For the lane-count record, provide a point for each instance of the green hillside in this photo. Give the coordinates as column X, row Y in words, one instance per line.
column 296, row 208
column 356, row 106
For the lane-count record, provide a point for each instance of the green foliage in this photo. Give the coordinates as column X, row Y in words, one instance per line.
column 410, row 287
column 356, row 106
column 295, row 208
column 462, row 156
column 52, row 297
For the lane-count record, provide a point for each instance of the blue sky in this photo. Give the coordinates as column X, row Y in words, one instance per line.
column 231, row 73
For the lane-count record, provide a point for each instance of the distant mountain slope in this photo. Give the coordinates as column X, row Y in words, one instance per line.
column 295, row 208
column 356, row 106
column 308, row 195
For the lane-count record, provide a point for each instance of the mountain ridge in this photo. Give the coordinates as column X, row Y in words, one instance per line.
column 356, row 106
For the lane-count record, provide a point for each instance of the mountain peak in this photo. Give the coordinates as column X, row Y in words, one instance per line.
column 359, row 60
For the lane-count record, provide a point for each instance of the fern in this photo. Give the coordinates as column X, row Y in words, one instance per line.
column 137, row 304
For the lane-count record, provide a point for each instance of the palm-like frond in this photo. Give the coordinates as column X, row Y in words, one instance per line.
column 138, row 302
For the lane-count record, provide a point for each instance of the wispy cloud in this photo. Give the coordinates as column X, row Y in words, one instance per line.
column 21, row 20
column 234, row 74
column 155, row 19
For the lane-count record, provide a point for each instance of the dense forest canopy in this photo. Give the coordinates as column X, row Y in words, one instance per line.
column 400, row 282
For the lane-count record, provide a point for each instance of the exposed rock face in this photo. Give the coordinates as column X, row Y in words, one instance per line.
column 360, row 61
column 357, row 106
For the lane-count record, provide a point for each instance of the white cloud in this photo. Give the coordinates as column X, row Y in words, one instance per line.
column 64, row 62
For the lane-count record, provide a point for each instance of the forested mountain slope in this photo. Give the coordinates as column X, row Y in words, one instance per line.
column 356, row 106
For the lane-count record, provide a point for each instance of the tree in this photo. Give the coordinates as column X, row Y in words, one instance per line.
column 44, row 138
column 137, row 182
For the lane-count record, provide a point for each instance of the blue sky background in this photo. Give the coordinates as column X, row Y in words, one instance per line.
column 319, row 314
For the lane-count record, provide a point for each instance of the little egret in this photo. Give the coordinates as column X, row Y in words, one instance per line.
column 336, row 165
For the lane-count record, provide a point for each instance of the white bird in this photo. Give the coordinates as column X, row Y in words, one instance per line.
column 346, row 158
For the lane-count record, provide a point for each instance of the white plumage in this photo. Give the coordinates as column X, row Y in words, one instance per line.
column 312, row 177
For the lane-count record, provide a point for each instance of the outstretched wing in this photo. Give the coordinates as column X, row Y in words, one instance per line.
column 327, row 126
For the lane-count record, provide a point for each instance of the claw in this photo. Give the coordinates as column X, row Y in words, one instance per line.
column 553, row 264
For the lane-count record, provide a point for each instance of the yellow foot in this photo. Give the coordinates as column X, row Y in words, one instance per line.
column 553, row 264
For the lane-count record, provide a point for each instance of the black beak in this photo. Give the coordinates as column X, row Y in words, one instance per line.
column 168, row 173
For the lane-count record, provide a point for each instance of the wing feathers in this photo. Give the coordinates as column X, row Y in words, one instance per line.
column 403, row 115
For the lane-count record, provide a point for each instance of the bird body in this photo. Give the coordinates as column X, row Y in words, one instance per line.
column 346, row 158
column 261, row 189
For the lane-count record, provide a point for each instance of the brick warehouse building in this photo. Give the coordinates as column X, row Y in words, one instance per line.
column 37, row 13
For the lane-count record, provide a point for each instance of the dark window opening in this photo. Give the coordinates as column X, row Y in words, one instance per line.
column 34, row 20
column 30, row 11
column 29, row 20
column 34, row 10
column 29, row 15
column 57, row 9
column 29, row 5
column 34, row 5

◇ ◇ ◇ ◇

◆ **Goal**: Could you reproduce every item above word for word, keeping each line as it stands?

◆ **Exercise solution**:
For the lane-count record, provide a point for each instance of the green hillside in this photo. Give the coordinates as column X, row Y in words, one instance per line.
column 296, row 208
column 356, row 106
For the lane-count record, provide a point for each instance of the green foliage in this photo. Give the coordinates as column X, row Y in words, one instance per line.
column 410, row 287
column 356, row 106
column 295, row 208
column 462, row 156
column 52, row 297
For the lane-count record, provide a point for each instance of the blue sky in this photo. Give the coordinates as column X, row Y in words, one instance per line.
column 231, row 73
For the lane-count record, provide a point for each instance of the distant mountain slope in this photo. Give the coordinates as column X, row Y in words, one instance per line.
column 295, row 208
column 356, row 106
column 308, row 195
For the lane-count record, provide a point for each instance of the mountain ridge in this photo. Give the coordinates as column X, row Y in words, one instance per line.
column 356, row 106
For the lane-count record, provide a point for each instance of the mountain peak in this photo. Give the coordinates as column X, row Y in words, one instance per line.
column 359, row 60
For the lane-count record, provide a point for each instance of the fern in this photo. Give the coordinates as column X, row Y in words, one instance per line.
column 137, row 304
For the lane-count record, provide a point for each instance of the palm-like frond in this photo. Give the coordinates as column X, row Y in words, one instance per line.
column 138, row 302
For the lane-count record, provide a point for each instance of the wispy cloud in this photo. Give the coordinates as column X, row Y in words, one instance per line.
column 21, row 20
column 234, row 74
column 155, row 19
For the lane-count record, provide a point for each instance of the dense forest canopy in this photo. Give the coordinates as column X, row Y in words, one instance per line.
column 400, row 282
For the lane-count record, provide a point for each instance of the exposed rock face in this photo. Give the coordinates as column X, row Y in words, one instance per line.
column 360, row 61
column 357, row 106
For the lane-count record, provide a point for each instance of the white cloud in this photo. Give the coordinates as column X, row Y in words, one instance per line.
column 64, row 62
For the lane-count record, provide a point for each instance of the forested mountain slope in this photo. Give the coordinates as column X, row Y in words, one instance per line.
column 356, row 106
For the lane-count record, provide a point for each instance of the tree in this photo. Give the coordinates as column X, row Y in words, one instance per line.
column 44, row 138
column 137, row 182
For the lane-count record, provide a point for each instance of the blue sky background in this photo. Give the coordinates as column X, row Y in words, one instance per line.
column 319, row 314
For the lane-count record, provide a point for each instance of the little egret in this photo. Give the coordinates as column X, row Y in words, one instance per line.
column 336, row 165
For the lane-count record, provide a point for each instance of the white bird in this photo. Give the coordinates as column X, row Y in words, one instance per line.
column 346, row 158
For the lane-count record, provide a point for each instance of the white plumage in this photo. Give the coordinates as column X, row Y in words, one instance per line.
column 312, row 177
For the lane-count record, provide a point for each instance of the outstretched wing in this photo. Give the coordinates as column X, row Y in words, one instance per line.
column 327, row 126
For the lane-count record, provide a point for each instance of the claw in this photo. Give the coordinates as column X, row Y in words, one instance per line.
column 553, row 264
For the lane-count record, provide a point for each instance of the yellow foot in this photo. Give the coordinates as column X, row Y in words, one instance per line.
column 553, row 264
For the lane-count record, provide a point for each instance of the black beak in this photo. Give the coordinates as column X, row Y in words, one instance per line.
column 168, row 173
For the lane-count record, provide a point for each instance of the wing feathers in this photo. Give the coordinates as column X, row Y in words, one instance per line.
column 403, row 115
For the lane-count record, provide a point for each instance of the bird body in this photo. Give the coordinates as column X, row Y in words, one instance per line.
column 346, row 158
column 261, row 189
For the lane-count record, provide a point for each instance of the brick warehouse building in this photo. Give the coordinates as column X, row Y in words, one instance per line.
column 37, row 13
For the lane-count record, provide a point for each instance of the dark window opening in this photo. Give the coordinates as column X, row Y in words, one instance per line.
column 34, row 20
column 30, row 11
column 29, row 20
column 34, row 10
column 29, row 15
column 57, row 9
column 29, row 5
column 34, row 5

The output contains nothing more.